> **Directive**
Identify every line in the listing below that contains the word "dirt", and copy each such line in full.

┌─ Supplied data

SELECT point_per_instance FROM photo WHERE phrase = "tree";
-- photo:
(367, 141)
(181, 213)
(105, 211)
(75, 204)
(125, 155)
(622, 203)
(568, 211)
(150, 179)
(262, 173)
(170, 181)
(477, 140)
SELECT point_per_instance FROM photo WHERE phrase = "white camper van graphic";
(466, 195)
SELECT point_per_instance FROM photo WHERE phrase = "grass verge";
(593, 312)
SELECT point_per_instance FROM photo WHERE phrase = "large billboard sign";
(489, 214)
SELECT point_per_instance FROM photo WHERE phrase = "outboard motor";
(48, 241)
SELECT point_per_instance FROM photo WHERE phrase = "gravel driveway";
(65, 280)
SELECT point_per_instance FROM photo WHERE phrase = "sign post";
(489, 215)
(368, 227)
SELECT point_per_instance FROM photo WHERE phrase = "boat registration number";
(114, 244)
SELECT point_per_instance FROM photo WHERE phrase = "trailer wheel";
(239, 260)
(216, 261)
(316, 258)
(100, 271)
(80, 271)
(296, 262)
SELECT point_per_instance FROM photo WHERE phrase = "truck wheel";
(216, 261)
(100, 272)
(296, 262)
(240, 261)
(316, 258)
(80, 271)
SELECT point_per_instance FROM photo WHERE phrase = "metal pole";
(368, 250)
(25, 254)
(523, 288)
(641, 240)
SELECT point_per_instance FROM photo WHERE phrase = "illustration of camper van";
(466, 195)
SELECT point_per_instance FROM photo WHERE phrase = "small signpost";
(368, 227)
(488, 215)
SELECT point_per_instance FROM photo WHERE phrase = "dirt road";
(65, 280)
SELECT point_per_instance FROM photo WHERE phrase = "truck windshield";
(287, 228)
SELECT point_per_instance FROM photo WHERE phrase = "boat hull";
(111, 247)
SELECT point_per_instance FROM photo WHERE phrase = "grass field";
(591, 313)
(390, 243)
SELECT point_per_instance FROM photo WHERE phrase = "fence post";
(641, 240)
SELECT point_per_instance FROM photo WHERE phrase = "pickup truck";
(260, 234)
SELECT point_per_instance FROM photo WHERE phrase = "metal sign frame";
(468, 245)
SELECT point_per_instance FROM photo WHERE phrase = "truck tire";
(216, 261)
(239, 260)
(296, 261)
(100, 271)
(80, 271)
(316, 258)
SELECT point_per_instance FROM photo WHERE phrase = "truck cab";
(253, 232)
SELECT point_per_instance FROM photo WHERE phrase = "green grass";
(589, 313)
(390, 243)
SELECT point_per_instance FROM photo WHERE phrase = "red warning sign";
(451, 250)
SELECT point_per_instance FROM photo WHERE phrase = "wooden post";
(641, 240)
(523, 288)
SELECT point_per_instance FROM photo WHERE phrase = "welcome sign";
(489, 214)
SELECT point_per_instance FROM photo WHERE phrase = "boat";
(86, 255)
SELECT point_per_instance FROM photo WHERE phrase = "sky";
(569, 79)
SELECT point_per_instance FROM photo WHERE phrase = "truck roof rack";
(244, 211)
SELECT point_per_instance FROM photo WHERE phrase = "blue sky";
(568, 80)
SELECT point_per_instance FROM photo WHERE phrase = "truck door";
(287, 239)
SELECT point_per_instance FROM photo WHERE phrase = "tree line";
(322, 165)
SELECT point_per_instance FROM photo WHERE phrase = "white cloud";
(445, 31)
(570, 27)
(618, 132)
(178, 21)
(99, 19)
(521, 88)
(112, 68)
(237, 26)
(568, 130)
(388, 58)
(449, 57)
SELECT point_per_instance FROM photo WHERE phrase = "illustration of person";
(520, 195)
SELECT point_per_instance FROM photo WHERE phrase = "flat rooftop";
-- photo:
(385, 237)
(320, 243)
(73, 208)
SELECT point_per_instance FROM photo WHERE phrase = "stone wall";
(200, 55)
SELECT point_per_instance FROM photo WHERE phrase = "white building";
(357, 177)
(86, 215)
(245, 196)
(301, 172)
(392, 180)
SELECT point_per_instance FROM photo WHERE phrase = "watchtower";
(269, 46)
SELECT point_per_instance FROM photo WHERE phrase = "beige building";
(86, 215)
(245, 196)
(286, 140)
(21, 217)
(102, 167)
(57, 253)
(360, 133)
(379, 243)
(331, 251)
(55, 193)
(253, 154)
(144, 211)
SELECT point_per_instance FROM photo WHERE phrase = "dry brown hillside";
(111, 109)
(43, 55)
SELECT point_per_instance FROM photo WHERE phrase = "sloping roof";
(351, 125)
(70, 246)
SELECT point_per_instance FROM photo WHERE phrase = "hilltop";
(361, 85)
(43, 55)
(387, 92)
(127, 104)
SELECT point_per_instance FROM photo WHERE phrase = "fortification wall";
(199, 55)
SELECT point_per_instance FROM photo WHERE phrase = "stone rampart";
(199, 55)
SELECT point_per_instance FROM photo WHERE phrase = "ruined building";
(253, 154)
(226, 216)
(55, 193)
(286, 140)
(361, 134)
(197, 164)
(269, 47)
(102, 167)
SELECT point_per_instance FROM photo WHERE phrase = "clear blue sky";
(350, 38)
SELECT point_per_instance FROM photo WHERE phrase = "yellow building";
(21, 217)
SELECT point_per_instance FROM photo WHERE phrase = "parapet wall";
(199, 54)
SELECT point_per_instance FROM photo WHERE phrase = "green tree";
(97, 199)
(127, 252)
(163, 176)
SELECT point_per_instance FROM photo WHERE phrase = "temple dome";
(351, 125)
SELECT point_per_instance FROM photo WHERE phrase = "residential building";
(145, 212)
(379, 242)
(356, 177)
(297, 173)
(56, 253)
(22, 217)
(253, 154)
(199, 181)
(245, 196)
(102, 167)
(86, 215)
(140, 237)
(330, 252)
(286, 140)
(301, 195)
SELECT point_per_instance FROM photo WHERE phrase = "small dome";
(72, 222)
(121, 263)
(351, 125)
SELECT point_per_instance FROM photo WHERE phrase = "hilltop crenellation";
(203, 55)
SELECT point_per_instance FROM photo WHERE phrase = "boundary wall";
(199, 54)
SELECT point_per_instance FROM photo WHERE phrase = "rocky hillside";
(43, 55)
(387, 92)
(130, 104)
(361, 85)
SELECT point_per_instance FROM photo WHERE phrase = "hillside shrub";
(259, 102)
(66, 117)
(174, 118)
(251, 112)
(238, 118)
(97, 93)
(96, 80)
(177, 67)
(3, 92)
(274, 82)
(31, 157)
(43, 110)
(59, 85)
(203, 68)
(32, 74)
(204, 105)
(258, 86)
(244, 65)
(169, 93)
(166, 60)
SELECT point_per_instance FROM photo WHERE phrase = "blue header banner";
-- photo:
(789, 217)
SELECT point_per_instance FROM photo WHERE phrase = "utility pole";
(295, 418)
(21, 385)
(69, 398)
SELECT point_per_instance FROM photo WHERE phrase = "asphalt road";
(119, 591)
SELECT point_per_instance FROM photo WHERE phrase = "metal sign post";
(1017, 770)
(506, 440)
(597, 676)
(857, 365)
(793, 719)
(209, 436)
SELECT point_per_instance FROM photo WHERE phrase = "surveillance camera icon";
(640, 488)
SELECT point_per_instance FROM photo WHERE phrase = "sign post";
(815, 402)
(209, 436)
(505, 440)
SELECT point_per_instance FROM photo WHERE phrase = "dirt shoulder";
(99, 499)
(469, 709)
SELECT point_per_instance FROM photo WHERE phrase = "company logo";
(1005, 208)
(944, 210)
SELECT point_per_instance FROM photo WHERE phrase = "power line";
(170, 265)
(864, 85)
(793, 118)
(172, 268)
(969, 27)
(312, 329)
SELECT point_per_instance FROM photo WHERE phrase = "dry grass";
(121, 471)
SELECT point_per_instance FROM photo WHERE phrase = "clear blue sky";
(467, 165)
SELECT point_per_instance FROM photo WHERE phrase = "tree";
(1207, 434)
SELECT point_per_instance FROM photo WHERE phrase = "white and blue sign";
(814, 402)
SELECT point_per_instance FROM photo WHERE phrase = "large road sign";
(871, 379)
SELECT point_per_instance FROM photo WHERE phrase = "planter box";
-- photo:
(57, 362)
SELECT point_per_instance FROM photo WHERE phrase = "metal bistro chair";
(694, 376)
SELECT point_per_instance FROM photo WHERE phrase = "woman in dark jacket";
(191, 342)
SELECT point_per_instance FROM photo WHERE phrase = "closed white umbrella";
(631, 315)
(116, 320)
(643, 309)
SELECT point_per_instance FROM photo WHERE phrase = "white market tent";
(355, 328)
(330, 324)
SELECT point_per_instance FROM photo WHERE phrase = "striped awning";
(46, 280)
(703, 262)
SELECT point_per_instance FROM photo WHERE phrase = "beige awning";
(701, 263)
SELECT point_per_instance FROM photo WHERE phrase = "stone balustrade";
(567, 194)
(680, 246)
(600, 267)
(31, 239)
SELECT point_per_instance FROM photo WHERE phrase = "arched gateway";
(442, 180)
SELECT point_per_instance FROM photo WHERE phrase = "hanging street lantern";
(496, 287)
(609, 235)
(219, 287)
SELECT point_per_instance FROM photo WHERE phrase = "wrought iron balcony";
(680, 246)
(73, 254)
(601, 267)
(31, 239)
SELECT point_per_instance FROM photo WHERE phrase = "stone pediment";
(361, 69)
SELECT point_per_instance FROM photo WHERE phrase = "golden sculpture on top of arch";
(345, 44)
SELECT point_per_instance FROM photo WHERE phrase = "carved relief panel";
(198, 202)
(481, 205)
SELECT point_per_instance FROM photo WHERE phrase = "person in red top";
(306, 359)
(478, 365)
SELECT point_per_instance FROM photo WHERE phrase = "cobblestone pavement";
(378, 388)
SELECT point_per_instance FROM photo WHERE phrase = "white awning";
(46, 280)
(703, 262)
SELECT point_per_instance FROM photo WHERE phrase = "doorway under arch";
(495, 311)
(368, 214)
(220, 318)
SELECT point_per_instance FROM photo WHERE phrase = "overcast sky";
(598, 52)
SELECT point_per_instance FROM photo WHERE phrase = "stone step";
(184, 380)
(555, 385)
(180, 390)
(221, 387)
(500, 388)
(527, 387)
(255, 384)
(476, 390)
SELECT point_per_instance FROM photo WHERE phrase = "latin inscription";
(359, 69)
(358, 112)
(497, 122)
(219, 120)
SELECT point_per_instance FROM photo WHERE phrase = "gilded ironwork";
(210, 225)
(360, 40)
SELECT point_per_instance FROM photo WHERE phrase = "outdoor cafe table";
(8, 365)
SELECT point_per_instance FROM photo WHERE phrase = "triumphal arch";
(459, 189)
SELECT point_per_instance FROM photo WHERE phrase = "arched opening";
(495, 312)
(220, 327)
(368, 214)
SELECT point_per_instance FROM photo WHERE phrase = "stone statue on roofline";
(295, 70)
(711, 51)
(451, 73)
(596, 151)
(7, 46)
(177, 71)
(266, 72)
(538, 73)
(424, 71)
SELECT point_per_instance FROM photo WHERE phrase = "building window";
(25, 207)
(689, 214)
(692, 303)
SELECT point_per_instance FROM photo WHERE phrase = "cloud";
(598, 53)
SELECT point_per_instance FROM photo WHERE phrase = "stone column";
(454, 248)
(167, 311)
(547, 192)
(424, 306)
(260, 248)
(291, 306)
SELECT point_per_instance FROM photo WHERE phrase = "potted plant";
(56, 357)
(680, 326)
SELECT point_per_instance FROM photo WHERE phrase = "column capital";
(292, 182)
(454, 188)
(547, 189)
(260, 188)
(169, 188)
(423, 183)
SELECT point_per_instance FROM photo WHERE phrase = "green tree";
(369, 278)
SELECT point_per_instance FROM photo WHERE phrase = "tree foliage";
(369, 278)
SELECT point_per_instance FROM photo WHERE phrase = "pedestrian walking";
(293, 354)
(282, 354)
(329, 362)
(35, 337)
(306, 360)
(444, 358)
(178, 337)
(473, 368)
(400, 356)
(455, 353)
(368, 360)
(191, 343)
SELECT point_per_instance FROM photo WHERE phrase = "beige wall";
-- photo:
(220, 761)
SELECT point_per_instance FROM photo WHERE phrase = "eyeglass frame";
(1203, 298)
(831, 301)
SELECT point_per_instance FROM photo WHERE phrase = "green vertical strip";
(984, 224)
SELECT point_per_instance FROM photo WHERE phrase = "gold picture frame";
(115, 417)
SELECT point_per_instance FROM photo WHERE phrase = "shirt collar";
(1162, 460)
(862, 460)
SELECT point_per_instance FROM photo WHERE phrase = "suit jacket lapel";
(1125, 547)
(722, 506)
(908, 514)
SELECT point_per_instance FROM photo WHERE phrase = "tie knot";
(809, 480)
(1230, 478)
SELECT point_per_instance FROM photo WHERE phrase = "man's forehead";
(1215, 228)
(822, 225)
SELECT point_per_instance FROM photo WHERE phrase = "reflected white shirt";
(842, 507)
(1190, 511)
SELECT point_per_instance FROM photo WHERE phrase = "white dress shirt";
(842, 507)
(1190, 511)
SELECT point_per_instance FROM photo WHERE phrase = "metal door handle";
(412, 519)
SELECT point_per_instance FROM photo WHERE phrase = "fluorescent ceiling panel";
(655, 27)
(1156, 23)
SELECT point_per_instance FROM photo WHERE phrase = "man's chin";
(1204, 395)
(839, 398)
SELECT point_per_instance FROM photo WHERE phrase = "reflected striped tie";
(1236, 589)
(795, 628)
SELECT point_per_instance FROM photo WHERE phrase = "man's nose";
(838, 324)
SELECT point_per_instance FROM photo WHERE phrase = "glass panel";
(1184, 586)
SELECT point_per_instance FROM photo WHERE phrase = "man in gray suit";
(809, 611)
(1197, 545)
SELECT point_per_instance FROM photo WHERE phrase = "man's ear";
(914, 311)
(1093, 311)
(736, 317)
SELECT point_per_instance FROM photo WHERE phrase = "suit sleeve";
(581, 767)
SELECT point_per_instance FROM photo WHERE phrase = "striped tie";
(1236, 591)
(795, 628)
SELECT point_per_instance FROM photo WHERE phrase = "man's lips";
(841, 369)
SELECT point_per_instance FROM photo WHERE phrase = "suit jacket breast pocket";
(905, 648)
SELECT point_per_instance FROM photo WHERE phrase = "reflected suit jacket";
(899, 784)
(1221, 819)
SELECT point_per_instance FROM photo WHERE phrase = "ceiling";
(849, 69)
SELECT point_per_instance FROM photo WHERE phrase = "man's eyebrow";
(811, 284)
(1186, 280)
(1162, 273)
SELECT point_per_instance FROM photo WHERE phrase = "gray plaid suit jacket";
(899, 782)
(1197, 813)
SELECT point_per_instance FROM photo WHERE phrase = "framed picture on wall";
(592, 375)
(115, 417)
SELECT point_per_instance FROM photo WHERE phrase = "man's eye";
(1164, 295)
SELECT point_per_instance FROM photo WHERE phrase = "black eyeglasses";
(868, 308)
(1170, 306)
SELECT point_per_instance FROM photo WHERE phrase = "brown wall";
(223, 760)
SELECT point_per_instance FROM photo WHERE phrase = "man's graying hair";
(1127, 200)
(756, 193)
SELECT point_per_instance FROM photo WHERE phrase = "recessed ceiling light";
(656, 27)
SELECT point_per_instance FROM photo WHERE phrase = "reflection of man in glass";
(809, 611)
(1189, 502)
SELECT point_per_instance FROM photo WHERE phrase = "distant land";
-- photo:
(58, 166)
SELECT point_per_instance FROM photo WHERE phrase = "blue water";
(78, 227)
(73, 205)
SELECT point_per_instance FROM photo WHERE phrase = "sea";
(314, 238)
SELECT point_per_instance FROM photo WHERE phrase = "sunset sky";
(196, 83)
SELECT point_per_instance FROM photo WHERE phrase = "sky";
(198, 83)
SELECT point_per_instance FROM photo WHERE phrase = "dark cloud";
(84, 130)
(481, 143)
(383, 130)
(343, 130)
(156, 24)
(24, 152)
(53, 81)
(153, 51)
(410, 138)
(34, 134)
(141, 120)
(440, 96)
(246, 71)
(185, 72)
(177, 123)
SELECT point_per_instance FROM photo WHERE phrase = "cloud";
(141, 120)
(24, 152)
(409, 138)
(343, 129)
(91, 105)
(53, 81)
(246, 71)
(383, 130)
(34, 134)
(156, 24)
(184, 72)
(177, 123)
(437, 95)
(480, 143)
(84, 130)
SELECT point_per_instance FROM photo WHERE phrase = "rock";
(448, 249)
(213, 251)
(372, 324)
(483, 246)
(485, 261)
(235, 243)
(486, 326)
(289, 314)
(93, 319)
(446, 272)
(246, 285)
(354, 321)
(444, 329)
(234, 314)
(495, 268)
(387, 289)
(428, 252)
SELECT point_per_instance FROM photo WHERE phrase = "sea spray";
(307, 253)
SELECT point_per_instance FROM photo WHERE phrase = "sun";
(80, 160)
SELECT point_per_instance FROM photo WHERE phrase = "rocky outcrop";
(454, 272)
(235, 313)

└─

> **Answer for the task**
SELECT point_per_instance FROM photo WHERE phrase = "dirt road";
SELECT point_per_instance FROM photo WHERE phrase = "dirt shoulder";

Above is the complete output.